*** Opening GIVEN INFORMATION ***

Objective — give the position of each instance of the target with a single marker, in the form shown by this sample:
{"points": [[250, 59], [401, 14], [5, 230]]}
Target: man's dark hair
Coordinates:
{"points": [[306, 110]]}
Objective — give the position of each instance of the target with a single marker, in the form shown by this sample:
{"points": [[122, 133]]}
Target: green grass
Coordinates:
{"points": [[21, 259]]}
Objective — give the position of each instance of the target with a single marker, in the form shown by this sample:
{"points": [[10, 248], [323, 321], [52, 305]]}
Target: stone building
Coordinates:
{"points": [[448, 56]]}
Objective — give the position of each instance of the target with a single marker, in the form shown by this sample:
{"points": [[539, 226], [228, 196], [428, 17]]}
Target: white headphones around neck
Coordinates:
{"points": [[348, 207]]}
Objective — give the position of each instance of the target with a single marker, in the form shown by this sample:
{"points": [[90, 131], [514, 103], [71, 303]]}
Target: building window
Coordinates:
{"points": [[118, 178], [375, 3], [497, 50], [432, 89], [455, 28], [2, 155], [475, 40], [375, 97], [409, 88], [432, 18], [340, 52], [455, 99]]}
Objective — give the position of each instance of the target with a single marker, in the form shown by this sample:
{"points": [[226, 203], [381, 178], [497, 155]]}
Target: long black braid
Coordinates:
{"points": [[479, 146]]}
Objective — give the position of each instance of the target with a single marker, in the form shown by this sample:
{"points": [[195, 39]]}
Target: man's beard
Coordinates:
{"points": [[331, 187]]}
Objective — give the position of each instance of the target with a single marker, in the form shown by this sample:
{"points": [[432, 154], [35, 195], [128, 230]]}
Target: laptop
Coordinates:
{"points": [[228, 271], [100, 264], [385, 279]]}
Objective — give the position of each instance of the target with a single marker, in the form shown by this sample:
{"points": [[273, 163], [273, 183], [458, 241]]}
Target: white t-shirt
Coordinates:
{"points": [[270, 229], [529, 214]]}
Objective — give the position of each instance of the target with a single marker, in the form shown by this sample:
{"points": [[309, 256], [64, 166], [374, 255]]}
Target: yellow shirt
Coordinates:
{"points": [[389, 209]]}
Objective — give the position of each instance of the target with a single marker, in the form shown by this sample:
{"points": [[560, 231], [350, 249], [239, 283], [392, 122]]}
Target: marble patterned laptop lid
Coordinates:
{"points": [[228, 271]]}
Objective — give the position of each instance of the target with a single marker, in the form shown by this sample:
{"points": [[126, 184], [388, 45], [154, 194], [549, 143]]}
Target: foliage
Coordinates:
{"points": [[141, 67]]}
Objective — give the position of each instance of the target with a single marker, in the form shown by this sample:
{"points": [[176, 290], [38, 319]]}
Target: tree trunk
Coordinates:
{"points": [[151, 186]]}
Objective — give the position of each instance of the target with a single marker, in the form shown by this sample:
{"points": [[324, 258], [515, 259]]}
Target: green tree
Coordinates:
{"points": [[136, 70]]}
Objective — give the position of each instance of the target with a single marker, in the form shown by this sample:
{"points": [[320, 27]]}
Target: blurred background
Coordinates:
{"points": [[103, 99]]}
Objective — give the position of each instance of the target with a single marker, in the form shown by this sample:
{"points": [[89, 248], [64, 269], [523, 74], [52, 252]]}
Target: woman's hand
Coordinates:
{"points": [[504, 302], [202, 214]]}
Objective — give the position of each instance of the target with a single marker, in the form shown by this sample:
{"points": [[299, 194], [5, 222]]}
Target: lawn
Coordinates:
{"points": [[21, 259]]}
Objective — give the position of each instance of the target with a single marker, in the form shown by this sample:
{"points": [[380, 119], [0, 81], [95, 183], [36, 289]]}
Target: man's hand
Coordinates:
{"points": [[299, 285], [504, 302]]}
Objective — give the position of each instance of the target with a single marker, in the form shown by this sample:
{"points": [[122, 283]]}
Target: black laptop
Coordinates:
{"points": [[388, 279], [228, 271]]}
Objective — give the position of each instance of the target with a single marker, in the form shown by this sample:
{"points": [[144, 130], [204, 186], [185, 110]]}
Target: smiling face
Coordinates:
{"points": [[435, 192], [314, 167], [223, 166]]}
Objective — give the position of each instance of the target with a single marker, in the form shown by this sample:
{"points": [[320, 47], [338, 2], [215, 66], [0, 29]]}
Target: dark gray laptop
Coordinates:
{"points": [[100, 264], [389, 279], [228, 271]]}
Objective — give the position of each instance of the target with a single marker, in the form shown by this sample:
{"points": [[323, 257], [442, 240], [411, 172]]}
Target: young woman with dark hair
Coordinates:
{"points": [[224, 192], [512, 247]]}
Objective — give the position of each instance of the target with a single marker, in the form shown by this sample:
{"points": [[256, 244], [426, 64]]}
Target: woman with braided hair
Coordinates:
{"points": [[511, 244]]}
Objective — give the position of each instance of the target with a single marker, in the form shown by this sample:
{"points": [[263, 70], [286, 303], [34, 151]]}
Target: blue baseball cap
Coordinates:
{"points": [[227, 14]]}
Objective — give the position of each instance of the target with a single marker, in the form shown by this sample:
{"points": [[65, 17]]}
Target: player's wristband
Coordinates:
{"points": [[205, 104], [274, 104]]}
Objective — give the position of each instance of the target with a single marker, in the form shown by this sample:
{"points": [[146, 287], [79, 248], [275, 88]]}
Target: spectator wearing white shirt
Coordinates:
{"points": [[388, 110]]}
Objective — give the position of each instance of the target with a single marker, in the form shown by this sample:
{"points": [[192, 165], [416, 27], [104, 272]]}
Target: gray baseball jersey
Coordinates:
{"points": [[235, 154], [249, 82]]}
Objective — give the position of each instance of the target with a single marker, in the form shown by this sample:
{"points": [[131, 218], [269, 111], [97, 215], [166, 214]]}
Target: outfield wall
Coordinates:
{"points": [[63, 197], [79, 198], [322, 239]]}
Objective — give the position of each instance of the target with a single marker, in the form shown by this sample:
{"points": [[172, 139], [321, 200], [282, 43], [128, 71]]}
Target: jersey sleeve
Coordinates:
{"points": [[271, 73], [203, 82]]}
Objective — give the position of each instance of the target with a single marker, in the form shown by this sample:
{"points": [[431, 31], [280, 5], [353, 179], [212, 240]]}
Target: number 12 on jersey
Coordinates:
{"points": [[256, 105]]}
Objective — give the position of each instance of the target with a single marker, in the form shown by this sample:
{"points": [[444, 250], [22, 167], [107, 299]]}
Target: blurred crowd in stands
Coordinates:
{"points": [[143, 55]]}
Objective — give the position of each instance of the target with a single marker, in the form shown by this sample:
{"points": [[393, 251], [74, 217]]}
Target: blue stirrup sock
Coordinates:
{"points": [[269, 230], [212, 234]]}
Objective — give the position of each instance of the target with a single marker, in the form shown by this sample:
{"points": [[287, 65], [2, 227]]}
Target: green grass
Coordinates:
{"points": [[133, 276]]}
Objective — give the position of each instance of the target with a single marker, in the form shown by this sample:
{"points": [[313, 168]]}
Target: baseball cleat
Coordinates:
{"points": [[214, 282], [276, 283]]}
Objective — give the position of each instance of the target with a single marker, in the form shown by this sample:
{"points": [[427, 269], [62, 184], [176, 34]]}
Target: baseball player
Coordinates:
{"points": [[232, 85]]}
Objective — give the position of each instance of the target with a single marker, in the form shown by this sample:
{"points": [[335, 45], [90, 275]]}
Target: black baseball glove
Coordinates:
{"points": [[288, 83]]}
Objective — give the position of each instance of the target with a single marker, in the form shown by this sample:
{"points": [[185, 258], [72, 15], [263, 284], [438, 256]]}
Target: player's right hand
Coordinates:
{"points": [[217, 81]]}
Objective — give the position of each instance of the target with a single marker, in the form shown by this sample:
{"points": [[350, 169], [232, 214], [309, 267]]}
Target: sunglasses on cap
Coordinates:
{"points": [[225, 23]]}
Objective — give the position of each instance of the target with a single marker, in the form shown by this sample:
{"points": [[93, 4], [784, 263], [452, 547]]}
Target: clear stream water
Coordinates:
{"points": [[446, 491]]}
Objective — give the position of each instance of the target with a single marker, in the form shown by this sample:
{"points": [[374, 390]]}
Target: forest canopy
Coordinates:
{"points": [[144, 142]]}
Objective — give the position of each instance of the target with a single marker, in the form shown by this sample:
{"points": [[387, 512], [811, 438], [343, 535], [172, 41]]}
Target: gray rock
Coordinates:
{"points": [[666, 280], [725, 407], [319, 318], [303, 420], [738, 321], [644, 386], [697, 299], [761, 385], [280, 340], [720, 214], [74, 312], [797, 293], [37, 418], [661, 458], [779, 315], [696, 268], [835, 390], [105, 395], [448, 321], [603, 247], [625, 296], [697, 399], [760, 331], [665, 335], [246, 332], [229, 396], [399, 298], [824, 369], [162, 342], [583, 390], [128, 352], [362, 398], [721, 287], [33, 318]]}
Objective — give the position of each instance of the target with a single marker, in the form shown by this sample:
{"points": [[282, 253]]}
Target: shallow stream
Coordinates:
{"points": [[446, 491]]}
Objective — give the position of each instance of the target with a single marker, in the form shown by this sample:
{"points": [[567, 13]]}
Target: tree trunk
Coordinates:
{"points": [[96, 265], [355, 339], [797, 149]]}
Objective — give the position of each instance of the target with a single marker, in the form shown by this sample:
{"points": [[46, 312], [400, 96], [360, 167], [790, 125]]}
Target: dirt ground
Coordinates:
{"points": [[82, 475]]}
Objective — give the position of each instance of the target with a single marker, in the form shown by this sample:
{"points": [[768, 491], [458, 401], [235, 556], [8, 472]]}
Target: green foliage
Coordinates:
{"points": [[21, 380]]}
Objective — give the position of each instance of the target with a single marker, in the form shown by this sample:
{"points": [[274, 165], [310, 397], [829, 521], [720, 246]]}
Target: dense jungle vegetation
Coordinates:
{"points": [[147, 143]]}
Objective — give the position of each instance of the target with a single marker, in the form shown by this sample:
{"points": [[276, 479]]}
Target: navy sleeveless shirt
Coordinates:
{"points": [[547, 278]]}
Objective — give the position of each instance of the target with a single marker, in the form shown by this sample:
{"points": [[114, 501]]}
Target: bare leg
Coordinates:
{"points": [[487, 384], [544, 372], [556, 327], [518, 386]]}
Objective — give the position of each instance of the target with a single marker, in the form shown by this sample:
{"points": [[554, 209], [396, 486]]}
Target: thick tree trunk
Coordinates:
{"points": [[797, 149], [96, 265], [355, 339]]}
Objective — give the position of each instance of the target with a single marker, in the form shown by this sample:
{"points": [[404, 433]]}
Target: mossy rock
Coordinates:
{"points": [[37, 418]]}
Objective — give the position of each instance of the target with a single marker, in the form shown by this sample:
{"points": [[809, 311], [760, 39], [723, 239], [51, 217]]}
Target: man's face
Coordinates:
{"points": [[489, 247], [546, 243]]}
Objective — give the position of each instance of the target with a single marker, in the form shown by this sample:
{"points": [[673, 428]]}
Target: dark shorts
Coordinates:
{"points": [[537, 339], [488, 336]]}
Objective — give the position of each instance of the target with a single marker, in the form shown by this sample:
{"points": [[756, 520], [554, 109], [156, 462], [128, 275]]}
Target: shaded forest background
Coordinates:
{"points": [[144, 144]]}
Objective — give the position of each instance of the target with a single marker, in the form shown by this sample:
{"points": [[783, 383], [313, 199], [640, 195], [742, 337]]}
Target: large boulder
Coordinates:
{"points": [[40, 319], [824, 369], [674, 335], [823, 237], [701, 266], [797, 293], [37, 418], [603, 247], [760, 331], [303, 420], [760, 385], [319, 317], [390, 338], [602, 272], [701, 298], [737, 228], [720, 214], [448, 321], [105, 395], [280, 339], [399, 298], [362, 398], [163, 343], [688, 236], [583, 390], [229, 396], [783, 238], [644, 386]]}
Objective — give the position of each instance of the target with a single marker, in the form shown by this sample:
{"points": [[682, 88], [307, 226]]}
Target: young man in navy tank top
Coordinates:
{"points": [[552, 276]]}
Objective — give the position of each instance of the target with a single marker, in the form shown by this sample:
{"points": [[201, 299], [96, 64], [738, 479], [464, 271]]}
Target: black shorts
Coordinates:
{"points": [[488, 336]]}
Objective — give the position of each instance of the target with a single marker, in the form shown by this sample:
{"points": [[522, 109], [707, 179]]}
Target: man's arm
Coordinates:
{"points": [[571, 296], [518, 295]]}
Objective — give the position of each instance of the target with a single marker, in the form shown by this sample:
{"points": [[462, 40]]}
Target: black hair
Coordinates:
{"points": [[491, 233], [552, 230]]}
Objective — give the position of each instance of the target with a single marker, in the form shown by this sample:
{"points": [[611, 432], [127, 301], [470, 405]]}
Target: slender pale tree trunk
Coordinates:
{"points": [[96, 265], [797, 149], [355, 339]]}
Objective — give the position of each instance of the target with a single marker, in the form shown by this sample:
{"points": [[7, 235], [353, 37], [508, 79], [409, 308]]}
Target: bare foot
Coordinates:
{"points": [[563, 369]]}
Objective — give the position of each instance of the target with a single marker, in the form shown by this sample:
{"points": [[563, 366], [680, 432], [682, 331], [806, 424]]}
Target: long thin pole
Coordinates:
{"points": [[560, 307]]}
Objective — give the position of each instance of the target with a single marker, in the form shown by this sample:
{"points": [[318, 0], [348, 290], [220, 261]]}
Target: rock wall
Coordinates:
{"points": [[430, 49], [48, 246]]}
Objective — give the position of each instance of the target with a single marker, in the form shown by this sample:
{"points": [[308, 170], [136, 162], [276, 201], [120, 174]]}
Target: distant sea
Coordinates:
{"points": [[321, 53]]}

*** Closing GIVEN INFORMATION ***

» **ASSIGNMENT**
Counting only lines that hold "stream", report how many there are in the records above, as a bare number.

» **ANSWER SPACE**
2